▶ **DATA PROVIDED**
-- start --

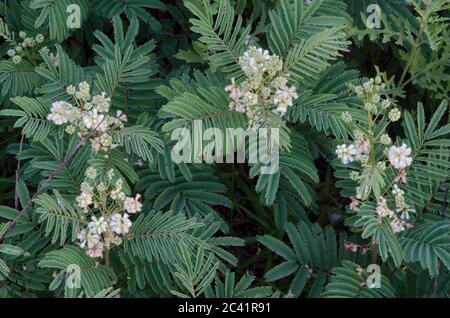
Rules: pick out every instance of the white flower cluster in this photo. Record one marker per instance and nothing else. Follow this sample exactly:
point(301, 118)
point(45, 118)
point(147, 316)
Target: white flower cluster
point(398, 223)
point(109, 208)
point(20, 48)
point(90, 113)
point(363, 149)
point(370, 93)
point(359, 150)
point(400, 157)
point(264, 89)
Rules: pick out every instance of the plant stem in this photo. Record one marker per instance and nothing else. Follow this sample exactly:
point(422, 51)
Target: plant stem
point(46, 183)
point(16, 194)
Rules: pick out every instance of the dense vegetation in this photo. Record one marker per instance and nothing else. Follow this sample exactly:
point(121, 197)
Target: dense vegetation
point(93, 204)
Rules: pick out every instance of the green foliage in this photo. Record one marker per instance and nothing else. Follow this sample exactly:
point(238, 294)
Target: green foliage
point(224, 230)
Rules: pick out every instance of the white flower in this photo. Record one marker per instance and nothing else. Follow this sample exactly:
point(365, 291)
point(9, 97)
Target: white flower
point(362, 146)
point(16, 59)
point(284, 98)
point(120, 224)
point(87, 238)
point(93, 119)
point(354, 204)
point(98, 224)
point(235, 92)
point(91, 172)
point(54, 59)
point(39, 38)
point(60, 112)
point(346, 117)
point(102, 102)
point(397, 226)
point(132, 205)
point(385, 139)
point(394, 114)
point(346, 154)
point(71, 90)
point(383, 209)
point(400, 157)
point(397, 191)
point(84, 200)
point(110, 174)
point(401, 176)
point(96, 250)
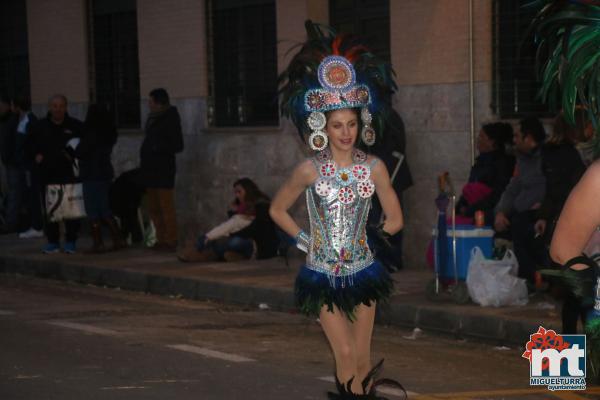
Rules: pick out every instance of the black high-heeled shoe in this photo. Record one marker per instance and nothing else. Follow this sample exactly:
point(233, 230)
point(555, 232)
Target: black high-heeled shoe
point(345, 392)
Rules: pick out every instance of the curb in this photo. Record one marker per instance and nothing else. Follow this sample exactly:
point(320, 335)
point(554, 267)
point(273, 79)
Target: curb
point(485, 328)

-- end --

▶ **WHAT IS NEEDED**
Reproduce the lines of the listing above, from the line with "Rules: pick out every instance of the white flower in" to the line with "point(346, 117)", including both of those lines and changing nothing.

▶ **EXERCISE RESPONSE**
Rules: pick out every instance of the white flower in this photo. Record one marker per instance and nothing else. Follow this sample exactly:
point(365, 291)
point(9, 97)
Target: white flower
point(362, 146)
point(16, 59)
point(284, 98)
point(120, 224)
point(87, 238)
point(93, 119)
point(354, 204)
point(98, 224)
point(235, 92)
point(91, 172)
point(54, 59)
point(39, 38)
point(60, 112)
point(346, 117)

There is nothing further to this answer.